***** DATA UNDER STUDY *****

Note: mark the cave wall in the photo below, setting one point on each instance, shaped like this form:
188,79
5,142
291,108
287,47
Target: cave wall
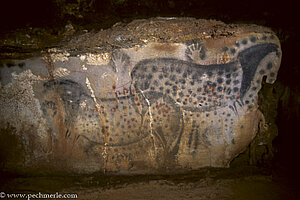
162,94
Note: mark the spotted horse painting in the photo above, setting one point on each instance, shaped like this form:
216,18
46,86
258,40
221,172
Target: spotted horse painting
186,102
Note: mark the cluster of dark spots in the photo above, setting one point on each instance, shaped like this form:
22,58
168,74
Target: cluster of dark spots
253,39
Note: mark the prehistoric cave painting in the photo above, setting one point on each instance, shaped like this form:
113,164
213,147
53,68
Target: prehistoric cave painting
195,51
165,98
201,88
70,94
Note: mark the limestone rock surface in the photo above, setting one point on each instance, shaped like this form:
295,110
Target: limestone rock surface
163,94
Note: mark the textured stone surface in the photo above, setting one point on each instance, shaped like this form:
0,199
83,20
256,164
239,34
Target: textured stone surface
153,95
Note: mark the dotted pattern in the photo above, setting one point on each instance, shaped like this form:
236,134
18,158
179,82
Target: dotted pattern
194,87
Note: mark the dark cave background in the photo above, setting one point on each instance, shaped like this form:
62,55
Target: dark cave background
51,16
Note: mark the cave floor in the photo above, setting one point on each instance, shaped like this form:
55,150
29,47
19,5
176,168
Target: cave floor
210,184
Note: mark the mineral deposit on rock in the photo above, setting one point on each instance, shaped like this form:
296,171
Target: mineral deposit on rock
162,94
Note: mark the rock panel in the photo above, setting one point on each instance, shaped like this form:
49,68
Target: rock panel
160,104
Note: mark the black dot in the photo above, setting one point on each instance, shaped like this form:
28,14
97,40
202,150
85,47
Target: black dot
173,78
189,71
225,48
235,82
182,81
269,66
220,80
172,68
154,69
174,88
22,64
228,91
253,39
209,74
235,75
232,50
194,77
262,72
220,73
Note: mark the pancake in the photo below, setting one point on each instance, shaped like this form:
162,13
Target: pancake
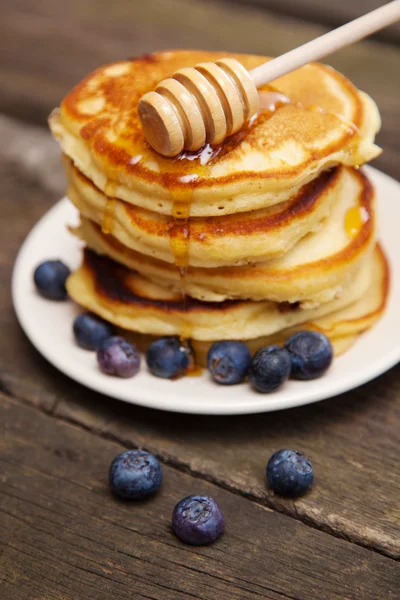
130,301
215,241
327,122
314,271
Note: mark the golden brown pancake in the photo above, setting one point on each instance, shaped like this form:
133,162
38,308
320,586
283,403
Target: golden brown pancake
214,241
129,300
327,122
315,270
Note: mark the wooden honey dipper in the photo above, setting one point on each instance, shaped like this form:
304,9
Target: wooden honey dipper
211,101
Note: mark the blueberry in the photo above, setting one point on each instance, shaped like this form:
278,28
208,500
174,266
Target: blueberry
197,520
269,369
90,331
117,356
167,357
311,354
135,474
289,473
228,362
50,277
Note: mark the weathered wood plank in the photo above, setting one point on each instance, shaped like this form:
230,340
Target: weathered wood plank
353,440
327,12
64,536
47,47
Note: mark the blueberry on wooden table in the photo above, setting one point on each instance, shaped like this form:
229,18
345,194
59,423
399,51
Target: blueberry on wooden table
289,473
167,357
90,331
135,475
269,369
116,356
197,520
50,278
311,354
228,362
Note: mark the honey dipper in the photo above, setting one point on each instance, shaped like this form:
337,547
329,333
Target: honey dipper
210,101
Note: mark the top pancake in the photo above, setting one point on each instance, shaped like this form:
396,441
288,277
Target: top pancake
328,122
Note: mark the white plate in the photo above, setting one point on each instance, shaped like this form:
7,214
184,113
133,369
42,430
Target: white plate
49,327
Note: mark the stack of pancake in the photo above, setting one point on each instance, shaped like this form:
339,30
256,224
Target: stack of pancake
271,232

*****
***** DATA UNDER STUDY *****

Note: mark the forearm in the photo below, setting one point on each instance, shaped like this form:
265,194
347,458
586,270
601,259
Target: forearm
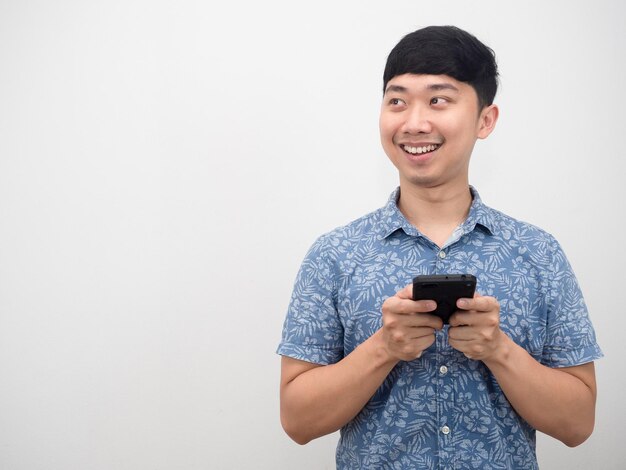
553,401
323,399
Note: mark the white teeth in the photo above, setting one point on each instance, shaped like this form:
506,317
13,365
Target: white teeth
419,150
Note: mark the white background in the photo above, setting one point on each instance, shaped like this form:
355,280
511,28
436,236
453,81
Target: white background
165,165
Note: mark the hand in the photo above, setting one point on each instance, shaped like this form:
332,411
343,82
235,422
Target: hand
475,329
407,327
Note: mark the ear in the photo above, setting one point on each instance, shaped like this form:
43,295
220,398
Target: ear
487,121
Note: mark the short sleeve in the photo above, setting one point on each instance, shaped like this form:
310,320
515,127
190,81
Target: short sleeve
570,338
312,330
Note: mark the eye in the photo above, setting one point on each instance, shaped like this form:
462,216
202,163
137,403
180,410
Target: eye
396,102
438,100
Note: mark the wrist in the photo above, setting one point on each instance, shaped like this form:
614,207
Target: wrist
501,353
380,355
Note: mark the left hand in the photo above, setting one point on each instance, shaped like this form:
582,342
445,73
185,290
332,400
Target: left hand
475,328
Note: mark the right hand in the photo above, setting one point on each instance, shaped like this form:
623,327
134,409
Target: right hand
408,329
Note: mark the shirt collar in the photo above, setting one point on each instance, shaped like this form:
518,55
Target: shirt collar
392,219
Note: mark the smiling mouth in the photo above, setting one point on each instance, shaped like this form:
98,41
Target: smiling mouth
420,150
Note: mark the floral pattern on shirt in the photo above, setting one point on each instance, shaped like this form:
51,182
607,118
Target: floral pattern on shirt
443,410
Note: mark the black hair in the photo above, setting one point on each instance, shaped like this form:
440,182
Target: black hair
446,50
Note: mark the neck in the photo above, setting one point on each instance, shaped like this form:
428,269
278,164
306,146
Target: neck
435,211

*****

AIM OF THE EXERCISE:
The exercise is to copy out every line above that has the word "below" in it.

ANSWER TO THIS TASK:
Note: mark the cave wall in the photo below, setting one point on each instance, shaped like this form:
Note: mark the pancake in the photo below, setting one point on each instance, shaped like this form:
Note: mark the forearm in the photo below, setting one point on each instance, shaped like this form:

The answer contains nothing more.